# SELECTED EXTRACT
Awardee Database

Awardees

Sydney Erlikh

Sydney Erlikh is a PhD candidate in disability studies at the University of Illinois, Chicago. She will use the 2024 Finland Roth-Thomas Award to support her project on the culture and artistic process of dancers with intellectual disability in collaboration with the University of the Arts’ Theatre Academy and the Kaaos Dance Company in Helsinki. Upon her return to the United States, she will directly apply the pedagogical and performance tools she learn to her dissertation and to the inclusive dance group she co-founded out of Access Living in Chicago.

Leah Balter

Leah Balter won the 2024 Norway Project Support Award. She will use the award to support her case study on Norway’s overlapping Covid-19 pandemic and Ukrainian refugee crisis responses at the University of Bergen. Leah earned her BA in Human Biology from Stanford University with Honors. After completing her Fulbright, she plans to attend medical school and envisions a career as a physician-activist specializing in refugee health.

Jen Shaneberger

Jen Shaneberger is conducting research for her PhD in International Relations/Comparative Politics with the University of Tennessee-Knoxville. This award will support her research on how political rhetoric impacts migrants’ ability to find and maintain employment in association with Linköping University. She plans to defend her dissertation in November 2024 and submit a chapter for publication in the Journal of International Migration and Integration. Her ultimate career goal is to become a Foreign Service Officer.

# RECORDED DATA
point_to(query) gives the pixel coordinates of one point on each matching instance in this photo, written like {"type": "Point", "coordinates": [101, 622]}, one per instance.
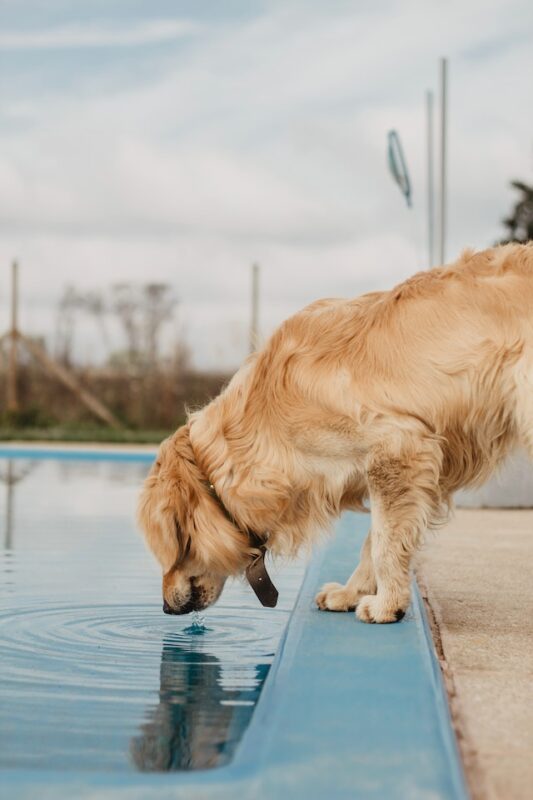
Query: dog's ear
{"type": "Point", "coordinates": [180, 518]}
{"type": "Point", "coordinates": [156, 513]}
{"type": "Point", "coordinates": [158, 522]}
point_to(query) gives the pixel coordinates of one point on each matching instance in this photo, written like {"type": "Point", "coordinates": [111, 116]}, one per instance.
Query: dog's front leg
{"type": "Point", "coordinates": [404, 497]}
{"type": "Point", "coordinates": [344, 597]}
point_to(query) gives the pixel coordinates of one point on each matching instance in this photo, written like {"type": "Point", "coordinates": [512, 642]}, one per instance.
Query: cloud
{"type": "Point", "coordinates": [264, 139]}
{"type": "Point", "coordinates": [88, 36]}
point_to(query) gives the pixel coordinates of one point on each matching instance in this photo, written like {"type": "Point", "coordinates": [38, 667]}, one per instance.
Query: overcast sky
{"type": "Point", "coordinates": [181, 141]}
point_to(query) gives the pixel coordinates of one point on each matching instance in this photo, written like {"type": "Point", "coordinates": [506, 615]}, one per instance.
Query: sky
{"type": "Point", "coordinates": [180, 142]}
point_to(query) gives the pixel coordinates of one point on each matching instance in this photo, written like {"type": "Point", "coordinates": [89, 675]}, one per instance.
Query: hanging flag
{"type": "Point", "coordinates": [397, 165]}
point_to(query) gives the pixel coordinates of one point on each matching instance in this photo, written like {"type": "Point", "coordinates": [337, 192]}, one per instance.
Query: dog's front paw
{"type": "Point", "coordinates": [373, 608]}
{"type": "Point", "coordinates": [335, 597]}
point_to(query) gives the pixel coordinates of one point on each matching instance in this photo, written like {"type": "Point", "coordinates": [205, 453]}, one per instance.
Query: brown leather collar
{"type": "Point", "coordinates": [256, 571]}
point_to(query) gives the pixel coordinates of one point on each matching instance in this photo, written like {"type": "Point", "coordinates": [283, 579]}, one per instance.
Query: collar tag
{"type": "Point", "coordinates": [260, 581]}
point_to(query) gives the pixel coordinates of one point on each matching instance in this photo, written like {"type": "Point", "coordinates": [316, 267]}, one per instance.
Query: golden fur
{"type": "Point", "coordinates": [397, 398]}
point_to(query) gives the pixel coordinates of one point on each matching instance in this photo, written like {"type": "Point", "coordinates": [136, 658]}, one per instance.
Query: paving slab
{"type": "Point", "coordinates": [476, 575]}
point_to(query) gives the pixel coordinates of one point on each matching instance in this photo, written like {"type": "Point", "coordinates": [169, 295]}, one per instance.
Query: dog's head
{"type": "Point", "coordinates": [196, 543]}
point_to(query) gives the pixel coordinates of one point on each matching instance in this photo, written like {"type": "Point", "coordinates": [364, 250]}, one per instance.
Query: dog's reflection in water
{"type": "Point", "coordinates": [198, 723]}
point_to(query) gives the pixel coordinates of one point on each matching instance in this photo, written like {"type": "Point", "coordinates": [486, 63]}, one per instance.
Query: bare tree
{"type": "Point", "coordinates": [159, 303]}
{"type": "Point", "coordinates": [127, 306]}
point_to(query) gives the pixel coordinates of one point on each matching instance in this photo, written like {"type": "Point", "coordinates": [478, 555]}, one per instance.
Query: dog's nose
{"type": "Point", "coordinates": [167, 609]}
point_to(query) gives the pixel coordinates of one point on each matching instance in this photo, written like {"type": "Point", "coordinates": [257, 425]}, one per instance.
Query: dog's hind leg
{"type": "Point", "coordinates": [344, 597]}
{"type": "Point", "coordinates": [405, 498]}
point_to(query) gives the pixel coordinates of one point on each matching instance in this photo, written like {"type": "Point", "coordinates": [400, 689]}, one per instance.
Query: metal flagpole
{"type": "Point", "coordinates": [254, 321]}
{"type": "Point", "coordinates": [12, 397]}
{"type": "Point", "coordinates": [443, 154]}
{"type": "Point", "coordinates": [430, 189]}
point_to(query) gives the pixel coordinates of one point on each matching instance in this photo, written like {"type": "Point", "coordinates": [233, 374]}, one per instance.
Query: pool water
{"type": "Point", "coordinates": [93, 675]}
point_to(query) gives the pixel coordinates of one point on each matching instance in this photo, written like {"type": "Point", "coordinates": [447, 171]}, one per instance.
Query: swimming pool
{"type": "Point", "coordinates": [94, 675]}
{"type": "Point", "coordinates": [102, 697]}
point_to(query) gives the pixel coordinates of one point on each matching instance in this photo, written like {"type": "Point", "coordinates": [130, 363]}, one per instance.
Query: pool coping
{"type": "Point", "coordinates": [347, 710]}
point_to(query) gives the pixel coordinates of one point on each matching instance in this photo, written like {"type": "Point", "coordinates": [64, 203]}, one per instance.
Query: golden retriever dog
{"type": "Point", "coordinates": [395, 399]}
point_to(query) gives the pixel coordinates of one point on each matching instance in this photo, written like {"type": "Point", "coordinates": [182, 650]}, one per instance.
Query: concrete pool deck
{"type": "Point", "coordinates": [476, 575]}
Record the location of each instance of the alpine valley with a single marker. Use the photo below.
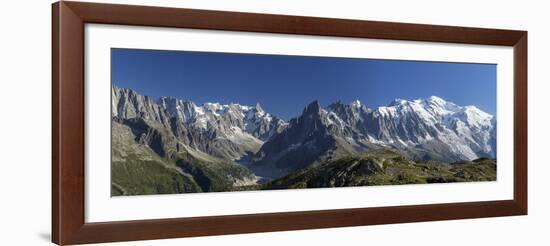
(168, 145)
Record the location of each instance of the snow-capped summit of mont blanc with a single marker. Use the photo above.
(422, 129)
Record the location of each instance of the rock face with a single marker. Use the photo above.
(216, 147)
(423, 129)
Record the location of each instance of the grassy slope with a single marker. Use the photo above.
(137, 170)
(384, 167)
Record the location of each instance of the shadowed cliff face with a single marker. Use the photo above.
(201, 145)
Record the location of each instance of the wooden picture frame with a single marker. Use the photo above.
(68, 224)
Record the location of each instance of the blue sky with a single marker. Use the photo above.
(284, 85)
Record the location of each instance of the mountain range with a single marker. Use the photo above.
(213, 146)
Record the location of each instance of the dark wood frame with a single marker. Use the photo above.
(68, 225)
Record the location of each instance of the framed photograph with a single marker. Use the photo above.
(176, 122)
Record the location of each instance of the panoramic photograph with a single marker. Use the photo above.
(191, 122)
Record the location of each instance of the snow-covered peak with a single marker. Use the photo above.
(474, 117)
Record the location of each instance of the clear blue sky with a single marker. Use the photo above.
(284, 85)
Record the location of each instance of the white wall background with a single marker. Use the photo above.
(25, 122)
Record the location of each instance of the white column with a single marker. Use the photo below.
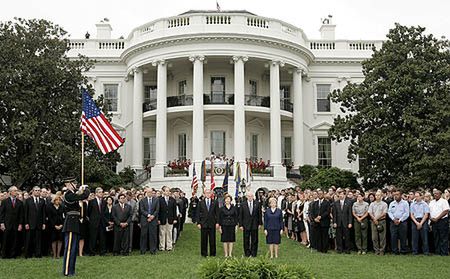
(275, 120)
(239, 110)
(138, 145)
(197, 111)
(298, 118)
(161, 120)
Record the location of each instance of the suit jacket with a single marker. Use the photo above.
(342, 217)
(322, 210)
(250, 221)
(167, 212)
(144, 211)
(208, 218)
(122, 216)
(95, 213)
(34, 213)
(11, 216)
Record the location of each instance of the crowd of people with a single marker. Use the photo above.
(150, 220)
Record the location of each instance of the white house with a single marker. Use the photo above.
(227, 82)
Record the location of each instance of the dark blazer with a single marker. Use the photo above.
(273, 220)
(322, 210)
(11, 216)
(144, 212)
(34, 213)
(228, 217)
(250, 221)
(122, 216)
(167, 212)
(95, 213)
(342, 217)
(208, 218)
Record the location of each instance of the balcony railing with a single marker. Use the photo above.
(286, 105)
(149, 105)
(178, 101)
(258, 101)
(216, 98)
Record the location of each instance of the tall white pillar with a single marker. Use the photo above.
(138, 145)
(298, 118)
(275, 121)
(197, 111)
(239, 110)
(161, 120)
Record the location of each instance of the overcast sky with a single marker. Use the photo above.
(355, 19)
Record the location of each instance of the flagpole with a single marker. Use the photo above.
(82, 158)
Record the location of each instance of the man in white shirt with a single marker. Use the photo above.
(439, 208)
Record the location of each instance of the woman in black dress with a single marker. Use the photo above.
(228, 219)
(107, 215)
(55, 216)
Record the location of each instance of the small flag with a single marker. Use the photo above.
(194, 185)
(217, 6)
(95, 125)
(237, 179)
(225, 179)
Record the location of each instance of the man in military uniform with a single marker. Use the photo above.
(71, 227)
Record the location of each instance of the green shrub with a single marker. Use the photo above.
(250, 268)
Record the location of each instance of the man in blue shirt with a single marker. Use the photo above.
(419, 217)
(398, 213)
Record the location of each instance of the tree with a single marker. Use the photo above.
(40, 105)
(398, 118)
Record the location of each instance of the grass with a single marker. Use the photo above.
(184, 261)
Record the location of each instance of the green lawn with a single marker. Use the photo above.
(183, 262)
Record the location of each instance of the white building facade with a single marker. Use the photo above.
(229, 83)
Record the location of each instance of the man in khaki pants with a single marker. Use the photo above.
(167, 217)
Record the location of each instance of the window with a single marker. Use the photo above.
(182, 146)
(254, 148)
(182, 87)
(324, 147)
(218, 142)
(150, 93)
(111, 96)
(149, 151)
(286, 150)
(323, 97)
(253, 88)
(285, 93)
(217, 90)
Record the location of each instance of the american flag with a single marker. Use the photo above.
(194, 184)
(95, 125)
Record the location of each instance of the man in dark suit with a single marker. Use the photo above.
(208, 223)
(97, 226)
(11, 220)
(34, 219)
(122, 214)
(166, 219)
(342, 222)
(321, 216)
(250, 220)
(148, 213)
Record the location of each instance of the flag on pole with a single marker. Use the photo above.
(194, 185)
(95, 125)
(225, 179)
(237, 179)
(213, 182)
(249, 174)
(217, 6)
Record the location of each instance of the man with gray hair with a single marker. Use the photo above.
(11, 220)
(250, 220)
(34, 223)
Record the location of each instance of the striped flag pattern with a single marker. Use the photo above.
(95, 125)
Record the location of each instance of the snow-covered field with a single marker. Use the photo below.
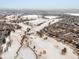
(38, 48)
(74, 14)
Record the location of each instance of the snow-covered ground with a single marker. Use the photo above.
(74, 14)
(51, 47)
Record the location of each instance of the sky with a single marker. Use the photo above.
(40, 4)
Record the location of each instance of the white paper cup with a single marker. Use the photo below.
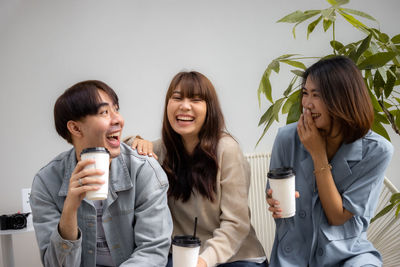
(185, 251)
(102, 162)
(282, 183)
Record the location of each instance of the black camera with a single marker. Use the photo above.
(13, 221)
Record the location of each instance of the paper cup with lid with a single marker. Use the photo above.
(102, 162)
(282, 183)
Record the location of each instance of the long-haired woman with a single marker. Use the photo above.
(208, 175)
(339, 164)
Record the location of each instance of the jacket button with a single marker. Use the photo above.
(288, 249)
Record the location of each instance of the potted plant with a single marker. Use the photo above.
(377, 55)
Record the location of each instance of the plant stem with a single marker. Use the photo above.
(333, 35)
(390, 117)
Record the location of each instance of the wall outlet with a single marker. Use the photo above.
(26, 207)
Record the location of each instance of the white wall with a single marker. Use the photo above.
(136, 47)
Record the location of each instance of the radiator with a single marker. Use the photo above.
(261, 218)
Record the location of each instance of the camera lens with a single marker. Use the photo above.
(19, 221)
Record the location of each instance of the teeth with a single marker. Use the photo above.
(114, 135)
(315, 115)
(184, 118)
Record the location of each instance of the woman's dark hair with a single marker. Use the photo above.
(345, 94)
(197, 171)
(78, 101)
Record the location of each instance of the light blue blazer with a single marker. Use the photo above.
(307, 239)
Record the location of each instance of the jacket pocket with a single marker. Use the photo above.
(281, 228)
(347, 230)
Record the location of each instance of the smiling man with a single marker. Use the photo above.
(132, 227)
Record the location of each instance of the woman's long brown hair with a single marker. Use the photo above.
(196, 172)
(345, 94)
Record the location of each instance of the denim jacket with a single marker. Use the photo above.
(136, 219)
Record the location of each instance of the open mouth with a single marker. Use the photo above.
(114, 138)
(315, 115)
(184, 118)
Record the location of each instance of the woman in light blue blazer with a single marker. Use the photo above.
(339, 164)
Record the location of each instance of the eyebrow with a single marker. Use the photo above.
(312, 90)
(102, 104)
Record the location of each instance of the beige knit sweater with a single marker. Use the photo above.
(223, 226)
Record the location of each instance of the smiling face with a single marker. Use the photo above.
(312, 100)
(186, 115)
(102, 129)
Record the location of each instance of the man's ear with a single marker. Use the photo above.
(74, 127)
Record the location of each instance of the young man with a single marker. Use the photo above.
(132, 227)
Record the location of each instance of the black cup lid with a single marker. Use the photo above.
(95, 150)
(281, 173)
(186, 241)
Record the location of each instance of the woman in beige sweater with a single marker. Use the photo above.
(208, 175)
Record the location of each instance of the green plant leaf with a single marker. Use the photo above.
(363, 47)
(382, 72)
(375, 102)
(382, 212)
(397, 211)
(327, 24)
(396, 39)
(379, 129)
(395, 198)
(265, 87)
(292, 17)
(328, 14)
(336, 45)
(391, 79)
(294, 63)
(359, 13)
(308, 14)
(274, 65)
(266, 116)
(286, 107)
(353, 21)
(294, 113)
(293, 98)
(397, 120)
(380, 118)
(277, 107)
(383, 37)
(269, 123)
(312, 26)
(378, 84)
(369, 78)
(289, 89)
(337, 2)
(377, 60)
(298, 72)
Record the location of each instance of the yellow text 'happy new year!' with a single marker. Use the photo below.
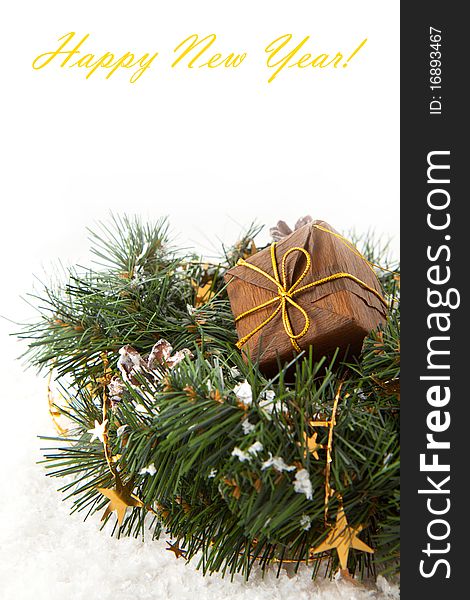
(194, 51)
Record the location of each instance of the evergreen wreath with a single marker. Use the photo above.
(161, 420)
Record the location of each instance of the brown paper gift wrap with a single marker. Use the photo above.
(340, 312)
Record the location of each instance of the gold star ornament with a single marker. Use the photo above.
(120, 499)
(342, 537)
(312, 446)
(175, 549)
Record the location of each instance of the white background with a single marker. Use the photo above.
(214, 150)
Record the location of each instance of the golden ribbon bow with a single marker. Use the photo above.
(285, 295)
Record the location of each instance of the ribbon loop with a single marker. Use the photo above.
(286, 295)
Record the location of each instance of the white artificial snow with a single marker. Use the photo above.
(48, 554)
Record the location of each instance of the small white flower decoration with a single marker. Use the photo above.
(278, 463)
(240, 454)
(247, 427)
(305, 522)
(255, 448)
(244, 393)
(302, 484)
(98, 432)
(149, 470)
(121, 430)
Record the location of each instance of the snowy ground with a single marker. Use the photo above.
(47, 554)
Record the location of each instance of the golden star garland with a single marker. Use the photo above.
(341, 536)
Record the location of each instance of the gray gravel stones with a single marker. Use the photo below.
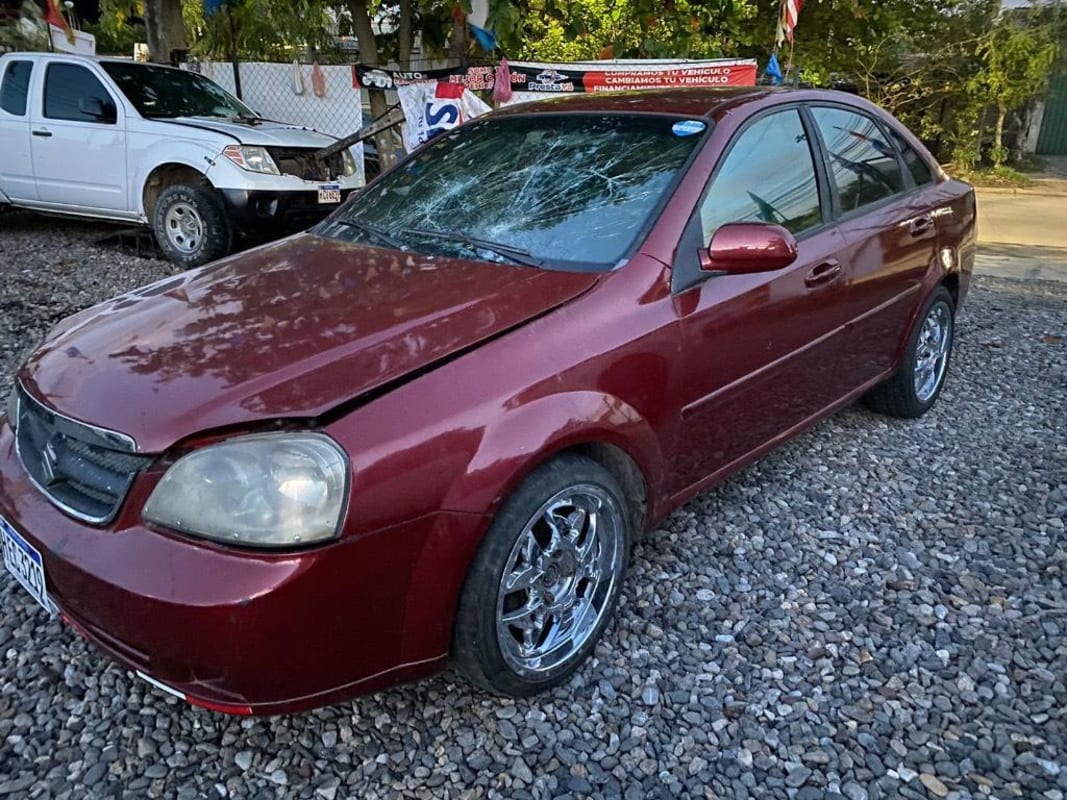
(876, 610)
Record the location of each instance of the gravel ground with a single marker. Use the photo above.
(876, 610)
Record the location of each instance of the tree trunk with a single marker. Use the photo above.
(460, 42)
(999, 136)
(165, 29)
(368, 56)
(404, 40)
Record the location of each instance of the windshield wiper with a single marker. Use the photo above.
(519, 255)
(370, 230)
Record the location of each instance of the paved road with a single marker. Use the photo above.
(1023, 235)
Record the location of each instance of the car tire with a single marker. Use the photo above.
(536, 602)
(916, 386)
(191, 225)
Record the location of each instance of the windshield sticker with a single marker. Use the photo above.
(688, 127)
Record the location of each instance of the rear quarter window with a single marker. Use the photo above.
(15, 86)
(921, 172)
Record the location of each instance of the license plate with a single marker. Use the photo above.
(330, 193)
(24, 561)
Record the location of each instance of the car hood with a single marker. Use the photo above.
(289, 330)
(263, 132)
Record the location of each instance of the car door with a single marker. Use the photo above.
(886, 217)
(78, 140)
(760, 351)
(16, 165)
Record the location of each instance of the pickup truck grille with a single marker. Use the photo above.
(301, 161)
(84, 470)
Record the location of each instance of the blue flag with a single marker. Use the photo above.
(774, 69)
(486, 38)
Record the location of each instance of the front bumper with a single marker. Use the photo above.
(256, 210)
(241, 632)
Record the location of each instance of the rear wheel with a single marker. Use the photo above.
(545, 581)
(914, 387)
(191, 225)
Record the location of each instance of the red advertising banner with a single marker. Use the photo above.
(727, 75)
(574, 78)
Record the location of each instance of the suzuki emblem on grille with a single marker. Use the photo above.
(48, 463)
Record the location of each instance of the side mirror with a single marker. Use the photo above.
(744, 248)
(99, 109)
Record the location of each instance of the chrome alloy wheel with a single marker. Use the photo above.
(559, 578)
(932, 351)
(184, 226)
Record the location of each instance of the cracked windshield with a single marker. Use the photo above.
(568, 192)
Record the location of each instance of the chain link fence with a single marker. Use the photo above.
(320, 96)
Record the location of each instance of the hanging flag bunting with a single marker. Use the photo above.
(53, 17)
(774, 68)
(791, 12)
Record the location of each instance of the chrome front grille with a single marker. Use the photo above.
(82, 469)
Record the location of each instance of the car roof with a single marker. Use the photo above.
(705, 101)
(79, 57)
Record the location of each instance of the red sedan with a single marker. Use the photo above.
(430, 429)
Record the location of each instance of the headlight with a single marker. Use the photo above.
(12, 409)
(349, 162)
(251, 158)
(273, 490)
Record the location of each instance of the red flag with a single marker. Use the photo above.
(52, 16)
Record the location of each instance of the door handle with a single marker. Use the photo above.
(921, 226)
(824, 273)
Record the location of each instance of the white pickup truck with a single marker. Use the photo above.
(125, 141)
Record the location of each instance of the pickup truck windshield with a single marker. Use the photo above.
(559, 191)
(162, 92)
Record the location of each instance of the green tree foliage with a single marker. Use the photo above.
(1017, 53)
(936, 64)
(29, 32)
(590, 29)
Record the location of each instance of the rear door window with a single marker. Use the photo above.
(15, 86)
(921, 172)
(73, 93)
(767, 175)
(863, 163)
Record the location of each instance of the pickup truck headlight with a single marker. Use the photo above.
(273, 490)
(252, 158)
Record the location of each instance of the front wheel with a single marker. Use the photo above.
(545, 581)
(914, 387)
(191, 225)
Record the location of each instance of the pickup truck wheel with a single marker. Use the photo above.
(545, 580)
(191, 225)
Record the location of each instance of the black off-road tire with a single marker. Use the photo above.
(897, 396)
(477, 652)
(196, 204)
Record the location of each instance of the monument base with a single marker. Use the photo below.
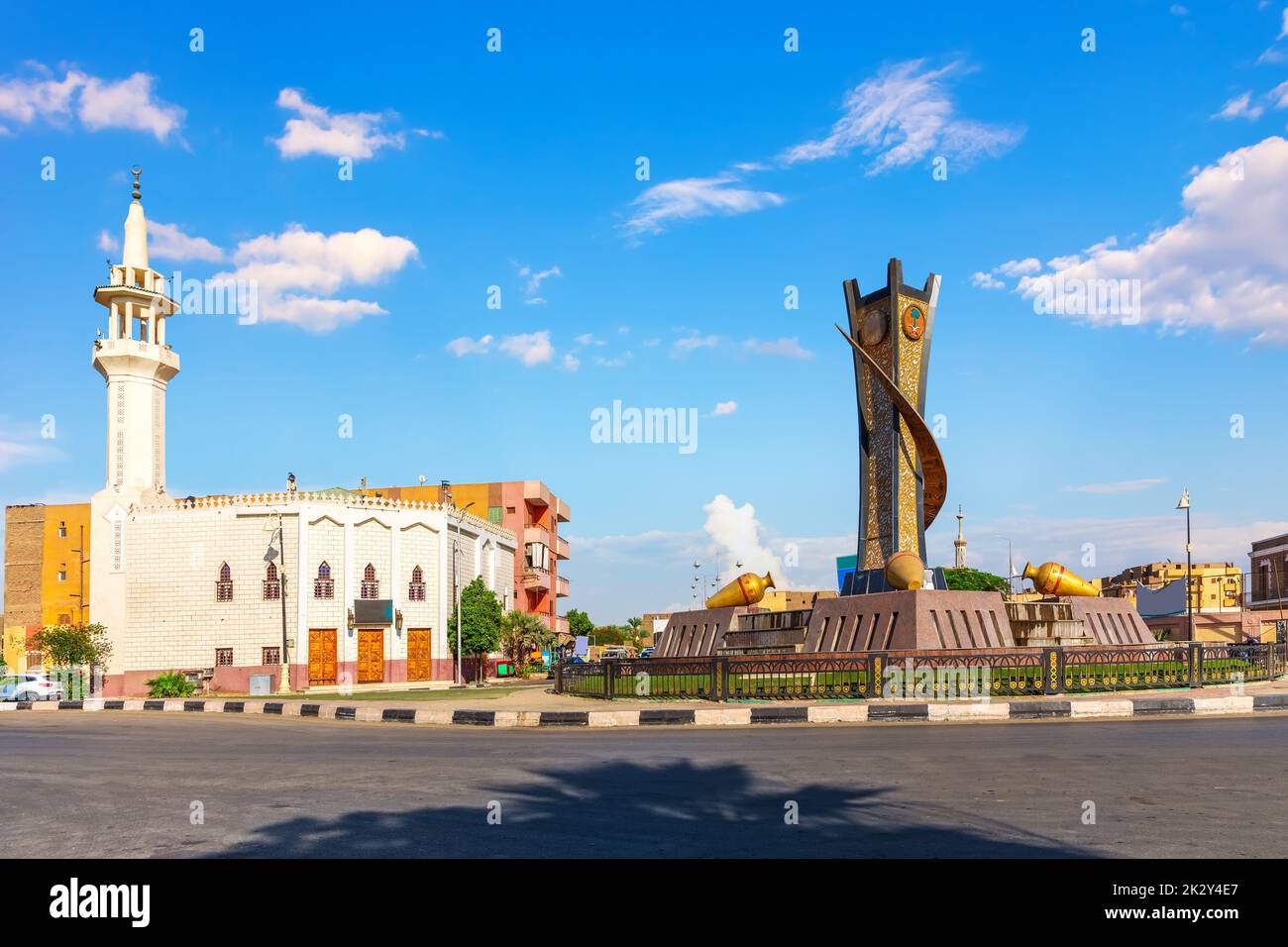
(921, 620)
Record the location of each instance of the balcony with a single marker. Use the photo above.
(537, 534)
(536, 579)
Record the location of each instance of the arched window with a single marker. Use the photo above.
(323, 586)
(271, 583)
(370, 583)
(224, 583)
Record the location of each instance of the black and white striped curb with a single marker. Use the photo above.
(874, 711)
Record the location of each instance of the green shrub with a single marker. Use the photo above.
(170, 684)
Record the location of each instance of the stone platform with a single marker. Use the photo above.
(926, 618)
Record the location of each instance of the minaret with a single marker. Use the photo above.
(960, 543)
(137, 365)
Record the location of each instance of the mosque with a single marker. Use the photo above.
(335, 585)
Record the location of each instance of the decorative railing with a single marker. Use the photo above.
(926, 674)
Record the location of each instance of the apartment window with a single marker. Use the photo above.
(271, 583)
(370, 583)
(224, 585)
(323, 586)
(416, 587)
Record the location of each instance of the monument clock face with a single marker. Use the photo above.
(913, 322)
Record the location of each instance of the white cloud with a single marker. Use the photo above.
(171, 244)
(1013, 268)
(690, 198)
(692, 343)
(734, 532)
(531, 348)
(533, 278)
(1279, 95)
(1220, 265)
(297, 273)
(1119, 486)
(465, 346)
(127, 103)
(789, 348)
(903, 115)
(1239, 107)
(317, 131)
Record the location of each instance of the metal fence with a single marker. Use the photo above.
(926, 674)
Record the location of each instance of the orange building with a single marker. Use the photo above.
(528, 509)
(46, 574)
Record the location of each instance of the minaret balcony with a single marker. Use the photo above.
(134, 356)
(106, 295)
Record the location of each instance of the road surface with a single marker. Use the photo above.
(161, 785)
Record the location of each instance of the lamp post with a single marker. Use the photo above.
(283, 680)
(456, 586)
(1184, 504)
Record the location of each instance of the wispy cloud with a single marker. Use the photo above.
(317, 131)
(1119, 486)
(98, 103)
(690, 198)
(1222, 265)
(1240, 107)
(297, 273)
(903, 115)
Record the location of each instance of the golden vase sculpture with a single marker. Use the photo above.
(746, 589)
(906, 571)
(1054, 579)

# WHAT YOU WILL DO
[A] Print the part of the awardee database from "Sydney Erlikh is" to "Living in Chicago." word for word.
[B] According to the awardee database, what degree did Leah Balter earn from Stanford University?
[C] List every awardee named in the awardee database.
The entries have no connection to the awardee database.

# SOLUTIONS FOR EACH TASK
[A]
Sydney Erlikh is a PhD candidate in disability studies at the University of Illinois, Chicago. She will use the 2024 Finland Roth-Thomas Award to support her project on the culture and artistic process of dancers with intellectual disability in collaboration with the University of the Arts’ Theatre Academy and the Kaaos Dance Company in Helsinki. Upon her return to the United States, she will directly apply the pedagogical and performance tools she learn to her dissertation and to the inclusive dance group she co-founded out of Access Living in Chicago.

[B] A BA in Human Biology, with Honors.

[C] Sydney Erlikh, Leah Balter, Jen Shaneberger